Locate every line in the entries below that contains the word "head" and copy each one out.

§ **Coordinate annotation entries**

○ ○ ○ ○

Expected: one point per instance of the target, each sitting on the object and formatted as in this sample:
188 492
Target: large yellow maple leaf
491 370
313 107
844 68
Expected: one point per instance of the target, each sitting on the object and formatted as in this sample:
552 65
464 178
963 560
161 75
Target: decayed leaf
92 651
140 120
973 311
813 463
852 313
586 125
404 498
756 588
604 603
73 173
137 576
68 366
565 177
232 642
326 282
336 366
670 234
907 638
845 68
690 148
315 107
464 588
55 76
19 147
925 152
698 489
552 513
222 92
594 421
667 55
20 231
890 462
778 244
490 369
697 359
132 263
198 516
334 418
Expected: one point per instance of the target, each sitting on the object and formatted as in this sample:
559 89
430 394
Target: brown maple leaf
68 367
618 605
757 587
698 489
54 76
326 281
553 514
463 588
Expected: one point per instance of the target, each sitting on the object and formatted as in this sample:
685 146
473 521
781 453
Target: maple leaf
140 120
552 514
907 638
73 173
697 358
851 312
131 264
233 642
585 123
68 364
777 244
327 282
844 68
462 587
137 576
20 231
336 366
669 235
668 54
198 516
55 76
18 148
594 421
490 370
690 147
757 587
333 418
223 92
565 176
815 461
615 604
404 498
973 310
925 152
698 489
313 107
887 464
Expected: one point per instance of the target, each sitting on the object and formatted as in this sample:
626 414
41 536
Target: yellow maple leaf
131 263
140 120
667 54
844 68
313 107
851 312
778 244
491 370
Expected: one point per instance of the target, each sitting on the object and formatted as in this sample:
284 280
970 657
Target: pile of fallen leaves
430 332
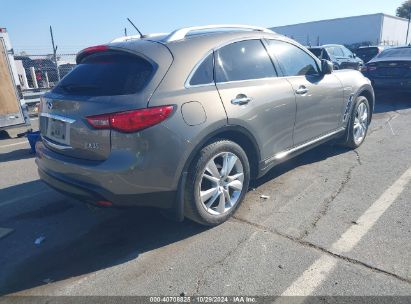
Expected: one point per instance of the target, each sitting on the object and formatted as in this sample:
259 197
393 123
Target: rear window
366 52
405 52
107 74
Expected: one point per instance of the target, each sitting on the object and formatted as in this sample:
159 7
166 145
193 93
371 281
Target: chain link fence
42 72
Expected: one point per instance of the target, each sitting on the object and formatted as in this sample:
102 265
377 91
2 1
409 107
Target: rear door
104 82
254 97
319 97
10 108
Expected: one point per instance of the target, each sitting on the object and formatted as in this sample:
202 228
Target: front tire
217 182
358 124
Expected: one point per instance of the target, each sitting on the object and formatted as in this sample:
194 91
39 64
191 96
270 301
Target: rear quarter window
107 74
204 74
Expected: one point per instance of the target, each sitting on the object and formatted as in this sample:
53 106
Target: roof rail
133 37
182 33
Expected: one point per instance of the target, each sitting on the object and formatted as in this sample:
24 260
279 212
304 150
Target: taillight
131 121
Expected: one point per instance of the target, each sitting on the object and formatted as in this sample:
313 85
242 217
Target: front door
254 97
319 97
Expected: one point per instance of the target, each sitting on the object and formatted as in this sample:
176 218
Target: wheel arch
367 92
237 134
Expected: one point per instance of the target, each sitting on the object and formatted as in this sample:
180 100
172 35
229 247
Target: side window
243 60
204 72
335 51
293 60
347 52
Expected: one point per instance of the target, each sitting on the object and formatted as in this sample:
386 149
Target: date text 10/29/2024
203 299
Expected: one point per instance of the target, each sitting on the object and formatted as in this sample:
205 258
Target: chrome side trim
54 145
182 33
58 117
285 153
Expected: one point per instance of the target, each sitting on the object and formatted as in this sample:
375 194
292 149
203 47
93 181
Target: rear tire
358 124
217 182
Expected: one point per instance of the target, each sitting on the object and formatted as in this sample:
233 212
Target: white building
373 29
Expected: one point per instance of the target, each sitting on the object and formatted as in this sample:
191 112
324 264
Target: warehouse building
375 29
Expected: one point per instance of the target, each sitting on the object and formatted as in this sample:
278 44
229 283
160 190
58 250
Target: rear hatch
107 79
367 53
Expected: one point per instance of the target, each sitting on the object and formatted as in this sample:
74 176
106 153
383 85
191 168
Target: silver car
183 121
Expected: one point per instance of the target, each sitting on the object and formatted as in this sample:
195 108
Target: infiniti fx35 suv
184 121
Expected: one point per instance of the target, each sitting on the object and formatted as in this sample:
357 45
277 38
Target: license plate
58 131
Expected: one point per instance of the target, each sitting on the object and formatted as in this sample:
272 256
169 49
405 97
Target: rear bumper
92 194
118 179
398 84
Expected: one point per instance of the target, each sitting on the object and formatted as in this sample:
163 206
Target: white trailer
375 29
12 105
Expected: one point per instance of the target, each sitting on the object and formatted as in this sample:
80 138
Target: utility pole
409 21
54 53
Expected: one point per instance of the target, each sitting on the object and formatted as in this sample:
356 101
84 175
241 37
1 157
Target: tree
404 10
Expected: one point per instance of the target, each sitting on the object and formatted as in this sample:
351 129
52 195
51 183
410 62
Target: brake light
94 49
131 121
90 50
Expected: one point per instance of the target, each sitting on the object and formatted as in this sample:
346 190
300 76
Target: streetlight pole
55 53
409 21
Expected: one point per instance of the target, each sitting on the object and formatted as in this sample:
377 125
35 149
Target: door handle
241 99
302 90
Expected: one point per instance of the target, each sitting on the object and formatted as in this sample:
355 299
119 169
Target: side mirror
326 67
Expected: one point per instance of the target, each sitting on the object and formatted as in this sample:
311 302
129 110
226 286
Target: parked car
391 69
339 55
183 121
43 66
366 53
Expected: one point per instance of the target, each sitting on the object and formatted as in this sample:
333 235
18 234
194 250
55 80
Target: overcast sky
81 23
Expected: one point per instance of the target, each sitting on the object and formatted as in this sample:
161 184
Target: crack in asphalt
322 249
391 117
329 200
200 281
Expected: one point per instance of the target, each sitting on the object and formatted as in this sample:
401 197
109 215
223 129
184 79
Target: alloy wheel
221 183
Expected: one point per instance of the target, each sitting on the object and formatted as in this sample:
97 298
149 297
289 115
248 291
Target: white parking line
24 197
15 144
318 271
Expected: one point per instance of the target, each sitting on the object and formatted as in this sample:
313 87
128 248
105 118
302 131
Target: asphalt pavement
336 222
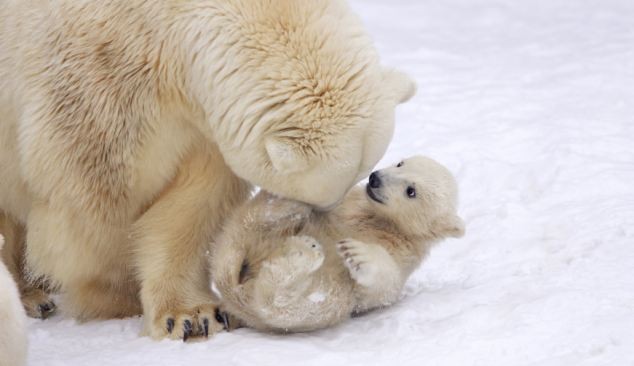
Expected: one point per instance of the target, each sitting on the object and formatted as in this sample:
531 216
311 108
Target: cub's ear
399 85
285 156
450 226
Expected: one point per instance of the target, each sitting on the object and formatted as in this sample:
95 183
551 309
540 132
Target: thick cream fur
128 129
13 340
281 266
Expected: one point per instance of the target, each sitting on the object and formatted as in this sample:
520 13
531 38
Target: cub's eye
411 192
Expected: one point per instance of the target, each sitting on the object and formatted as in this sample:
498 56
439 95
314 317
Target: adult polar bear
130 128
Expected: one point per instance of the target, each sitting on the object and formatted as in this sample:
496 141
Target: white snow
317 297
531 104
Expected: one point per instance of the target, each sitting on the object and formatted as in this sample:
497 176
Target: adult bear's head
300 104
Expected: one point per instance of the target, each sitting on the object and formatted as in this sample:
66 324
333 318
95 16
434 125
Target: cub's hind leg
34 296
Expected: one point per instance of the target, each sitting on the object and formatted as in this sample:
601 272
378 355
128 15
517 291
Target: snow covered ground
531 104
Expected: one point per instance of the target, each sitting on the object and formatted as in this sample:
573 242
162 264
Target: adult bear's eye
411 192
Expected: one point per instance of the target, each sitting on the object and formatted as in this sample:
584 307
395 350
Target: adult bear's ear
399 85
449 226
284 155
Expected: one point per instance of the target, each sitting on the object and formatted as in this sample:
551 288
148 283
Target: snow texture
531 105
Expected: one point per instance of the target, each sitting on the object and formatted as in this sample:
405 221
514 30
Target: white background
531 105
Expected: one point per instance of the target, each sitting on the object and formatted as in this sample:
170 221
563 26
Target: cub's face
419 195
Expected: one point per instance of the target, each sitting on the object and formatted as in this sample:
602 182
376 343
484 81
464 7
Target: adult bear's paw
178 323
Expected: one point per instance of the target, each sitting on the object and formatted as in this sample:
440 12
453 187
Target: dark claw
221 317
187 330
46 309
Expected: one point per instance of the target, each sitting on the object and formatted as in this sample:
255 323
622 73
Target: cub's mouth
372 195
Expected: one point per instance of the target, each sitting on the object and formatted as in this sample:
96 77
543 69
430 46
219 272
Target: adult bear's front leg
172 241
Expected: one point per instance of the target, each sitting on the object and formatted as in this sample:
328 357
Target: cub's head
419 195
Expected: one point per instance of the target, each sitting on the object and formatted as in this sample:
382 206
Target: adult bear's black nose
375 181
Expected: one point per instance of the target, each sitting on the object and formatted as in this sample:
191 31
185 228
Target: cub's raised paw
361 259
199 321
37 303
305 252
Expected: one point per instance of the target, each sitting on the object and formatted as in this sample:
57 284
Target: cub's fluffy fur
130 128
13 341
281 266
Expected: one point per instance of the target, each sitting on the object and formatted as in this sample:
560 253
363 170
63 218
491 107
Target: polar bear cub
281 266
13 341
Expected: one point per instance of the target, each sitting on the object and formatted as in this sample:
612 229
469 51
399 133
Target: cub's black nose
375 181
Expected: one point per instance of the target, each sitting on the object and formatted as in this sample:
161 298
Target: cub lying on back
280 266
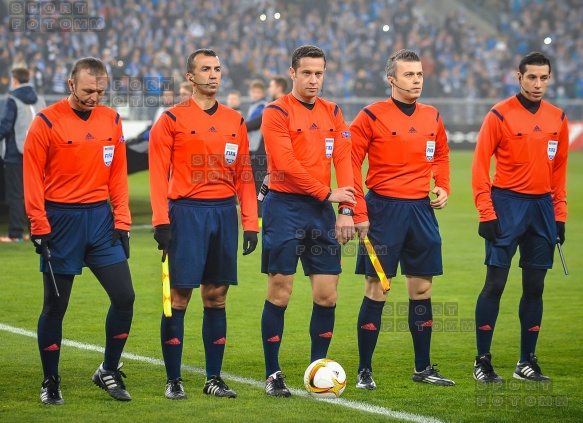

○ ○ ○ ○

§ **Completed exercise**
Target: adult bear's head
Target: cub's head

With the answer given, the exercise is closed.